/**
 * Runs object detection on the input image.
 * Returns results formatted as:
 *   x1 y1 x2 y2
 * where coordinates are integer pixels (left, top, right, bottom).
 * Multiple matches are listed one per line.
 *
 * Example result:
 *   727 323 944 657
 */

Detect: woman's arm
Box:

Aim of the exercise:
Copy out every line of the material above word for word, keeping each line break.

Result of this exercise:
/**
 * Runs object detection on the input image.
 * Returns results formatted as:
 *   x1 y1 x2 y2
 * where coordinates are integer pixels (left, top, right, bottom).
 * Multiple matches are listed one per line.
 *
 * Example result:
 *   727 323 944 657
 */

Detect: woman's arm
Box:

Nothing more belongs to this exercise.